• [Complete the following]
[a] In the text on the adrenal glands, what is the major hormone of the mineralocorticoid group?
[b] From the adrenal glands text, return the passage starting at the words "They raise the" and stopping after the words "group is aldosterone.".

The Adrenal Glands
The adrenals are two small glands located atop the kidneys. Each adrenal gland has two parts that act as separate glands. The inner area is called the medulla, and the outer portion is called the cortex (Fig. 8-7).
Hormones From the Adrenal Medulla The hormones of the adrenal medulla are released in response to stimulation by the sympathetic nervous system. The principal hormone produced by the medulla is epinephrine, also called adrenaline. Another hormone released from the adrenal medulla, norepinephrine (noradrenalin), is closely related chemically and is similar in its actions to epinephrine. These two hormones are referred to as the fight-or-flight hormones because of their effects during emergency situations. We have already learned about these hormones in studying the autonomic nervous system. When released from nerve endings instead of being released directly into the bloodstream, they function as neurotransmitters. Some of their effects are as follows:
* Stimulation of the involuntary muscle in the walls of the arterioles, causing these muscles to contract and blood pressure to rise accordingly;
* Conversion of glycogen stored in the liver into glucose. The glucose pours into the blood and travels throughout the body, allowing the voluntary muscles and other tissues to do an extraordinary amount of work;
* Increase in the heart rate;
* Increase in the metabolic rate of body cells;
* Dilation of the bronchioles, through relaxation of the smooth muscle of their walls.
Figure 8-7 The adrenal gland. The medulla secretes epinephrine and norepinephrine. The cortex secretes steroid hormones.
Hormones From the Adrenal Cortex There are three main groups of hormones secreted by the adrenal cortex:
* Glucocorticoids maintain the carbohydrate reserve of the body by stimulating the liver to convert amino acids into glucose (sugar) instead of protein. The production of these hormones increases in times of stress to aid the body in responding to unfavorable conditions.
They raise the level of nutrients in the blood, not only glucose, but also amino acids from tissue proteins and fatty acids from fats stored in adipose tissue. Glucocorticoids also have the ability to suppress the inflammatory response and are often administered as medication for this purpose. The major hormone of this group is cortisol, which is also called hydrocortisone.
* Mineralocorticoids are important in the regulation of electrolyte balance. They control sodium reabsorption and potassium secretion by the kidney tubules. The major hormone of this group is aldosterone.
* Sex hormones are secreted in small amounts, having little effect on the body.
Disorders of the Adrenal Cortex Hypofunction of the adrenal cortex gives rise to a condition known as Addison disease, a disease characterized chiefly by muscle atrophy (loss of tissue), weakness, skin pigmentation, and disturbances in salt and water balance. Hypersecretion of cortisol results in a condition known as Cushing syndrome, the symptoms of which include obesity with a round (“moon”) face, thin skin that bruises easily, muscle weakness, bone loss, and elevated blood sugar. Use of steroid drugs also may produce these symptoms. If aldosterone is secreted in excess, as a result of hyperfunction of the adrenal cortex, the condition is termed aldosteronism. Adrenal gland tumors give rise to a wide range of symptoms resulting from an excess or a deficiency of the hormones secreted.

• [Source material]
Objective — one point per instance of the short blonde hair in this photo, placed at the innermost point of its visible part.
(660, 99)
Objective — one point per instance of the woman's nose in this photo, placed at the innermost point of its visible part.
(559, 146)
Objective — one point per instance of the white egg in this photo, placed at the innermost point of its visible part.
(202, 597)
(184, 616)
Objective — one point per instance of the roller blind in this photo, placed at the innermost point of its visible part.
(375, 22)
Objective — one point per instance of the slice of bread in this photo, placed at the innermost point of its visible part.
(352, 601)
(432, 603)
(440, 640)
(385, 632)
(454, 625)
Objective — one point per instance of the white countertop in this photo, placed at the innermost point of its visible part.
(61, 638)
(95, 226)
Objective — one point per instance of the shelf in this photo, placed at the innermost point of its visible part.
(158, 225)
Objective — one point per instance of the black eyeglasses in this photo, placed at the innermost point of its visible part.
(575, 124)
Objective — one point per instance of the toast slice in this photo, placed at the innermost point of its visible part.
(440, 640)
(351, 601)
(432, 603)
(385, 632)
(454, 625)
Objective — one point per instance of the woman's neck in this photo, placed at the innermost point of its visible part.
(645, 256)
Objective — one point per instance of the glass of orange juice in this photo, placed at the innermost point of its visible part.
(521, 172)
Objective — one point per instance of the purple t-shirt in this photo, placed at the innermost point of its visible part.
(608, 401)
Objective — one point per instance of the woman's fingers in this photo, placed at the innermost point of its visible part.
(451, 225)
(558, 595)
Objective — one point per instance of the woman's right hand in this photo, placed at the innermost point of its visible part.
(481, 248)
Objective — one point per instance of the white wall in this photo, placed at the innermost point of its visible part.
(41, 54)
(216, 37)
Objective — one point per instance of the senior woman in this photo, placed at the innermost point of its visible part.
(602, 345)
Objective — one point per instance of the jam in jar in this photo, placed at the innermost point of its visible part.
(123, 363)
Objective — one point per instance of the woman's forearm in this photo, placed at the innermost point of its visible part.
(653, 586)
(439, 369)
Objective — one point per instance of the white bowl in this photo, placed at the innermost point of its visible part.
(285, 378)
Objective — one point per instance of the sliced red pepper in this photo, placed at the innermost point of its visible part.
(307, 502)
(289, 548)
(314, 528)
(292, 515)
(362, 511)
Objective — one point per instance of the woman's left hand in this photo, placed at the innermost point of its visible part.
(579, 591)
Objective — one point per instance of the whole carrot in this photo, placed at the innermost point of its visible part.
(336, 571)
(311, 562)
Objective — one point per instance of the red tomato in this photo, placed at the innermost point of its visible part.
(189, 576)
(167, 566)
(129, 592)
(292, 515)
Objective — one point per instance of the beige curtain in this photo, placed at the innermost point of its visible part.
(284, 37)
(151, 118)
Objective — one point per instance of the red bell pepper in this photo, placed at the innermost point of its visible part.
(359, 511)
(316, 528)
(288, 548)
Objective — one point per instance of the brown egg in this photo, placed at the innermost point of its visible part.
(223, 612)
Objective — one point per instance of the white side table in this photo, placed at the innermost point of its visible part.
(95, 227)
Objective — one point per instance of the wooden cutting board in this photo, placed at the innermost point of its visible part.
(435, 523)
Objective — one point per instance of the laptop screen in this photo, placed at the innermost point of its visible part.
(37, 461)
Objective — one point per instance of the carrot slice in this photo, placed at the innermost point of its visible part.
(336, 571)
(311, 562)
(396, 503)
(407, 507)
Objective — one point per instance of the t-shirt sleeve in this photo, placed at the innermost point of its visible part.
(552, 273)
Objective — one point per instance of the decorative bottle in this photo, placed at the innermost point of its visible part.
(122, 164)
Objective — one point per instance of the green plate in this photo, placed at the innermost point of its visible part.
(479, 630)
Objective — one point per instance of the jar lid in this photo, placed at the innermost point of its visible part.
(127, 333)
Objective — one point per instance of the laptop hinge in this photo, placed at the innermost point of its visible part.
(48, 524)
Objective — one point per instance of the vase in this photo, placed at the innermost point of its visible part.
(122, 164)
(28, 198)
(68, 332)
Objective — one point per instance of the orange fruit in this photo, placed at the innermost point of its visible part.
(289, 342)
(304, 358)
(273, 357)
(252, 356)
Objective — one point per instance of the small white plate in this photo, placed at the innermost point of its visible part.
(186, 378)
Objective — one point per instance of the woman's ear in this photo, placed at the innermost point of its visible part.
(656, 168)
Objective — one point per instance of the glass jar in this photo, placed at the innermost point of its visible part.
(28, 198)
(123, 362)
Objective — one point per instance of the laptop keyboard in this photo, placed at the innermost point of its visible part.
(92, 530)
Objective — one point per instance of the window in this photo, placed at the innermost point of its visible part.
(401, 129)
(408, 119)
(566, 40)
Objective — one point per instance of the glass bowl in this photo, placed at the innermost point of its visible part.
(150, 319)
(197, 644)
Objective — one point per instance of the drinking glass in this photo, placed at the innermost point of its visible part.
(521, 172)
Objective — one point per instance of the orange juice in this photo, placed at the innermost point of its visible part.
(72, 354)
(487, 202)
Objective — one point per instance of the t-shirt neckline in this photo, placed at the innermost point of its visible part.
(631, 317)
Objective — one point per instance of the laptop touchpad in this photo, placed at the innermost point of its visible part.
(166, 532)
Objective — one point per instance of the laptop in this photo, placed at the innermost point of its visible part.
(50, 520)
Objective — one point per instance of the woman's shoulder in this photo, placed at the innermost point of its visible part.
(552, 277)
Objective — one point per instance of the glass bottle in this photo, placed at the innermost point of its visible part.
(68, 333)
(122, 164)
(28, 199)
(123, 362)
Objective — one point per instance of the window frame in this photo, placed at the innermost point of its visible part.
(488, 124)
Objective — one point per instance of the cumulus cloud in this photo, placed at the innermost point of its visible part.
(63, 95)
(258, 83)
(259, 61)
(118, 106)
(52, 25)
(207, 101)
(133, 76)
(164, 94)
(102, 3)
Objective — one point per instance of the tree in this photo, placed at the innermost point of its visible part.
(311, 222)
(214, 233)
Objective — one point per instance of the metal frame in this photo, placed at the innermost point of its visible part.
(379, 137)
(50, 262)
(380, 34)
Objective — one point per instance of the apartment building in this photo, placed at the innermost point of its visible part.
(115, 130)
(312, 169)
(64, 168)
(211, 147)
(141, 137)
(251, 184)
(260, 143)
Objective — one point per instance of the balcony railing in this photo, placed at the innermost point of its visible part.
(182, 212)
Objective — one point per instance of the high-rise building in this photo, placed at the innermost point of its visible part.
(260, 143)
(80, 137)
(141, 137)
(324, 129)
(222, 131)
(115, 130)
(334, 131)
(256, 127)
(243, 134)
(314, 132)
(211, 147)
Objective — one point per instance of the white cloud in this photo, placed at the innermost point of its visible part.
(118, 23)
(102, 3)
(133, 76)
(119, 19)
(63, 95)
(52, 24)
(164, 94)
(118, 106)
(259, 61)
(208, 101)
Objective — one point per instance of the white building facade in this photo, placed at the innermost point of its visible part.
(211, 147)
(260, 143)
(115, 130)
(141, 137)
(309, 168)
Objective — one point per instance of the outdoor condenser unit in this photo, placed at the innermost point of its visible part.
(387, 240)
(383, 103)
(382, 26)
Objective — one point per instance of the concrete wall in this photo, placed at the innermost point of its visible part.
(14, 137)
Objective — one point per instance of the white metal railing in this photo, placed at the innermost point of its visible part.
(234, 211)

• [Exercise solutions]
[a] Aldosterone.

[b]
They raise the level of nutrients in the blood, not only glucose, but also amino acids from tissue proteins and fatty acids from fats stored in adipose tissue. Glucocorticoids also have the ability to suppress the inflammatory response and are often administered as medication for this purpose. The major hormone of this group is cortisol, which is also called hydrocortisone.
* Mineralocorticoids are important in the regulation of electrolyte balance. They control sodium reabsorption and potassium secretion by the kidney tubules. The major hormone of this group is aldosterone.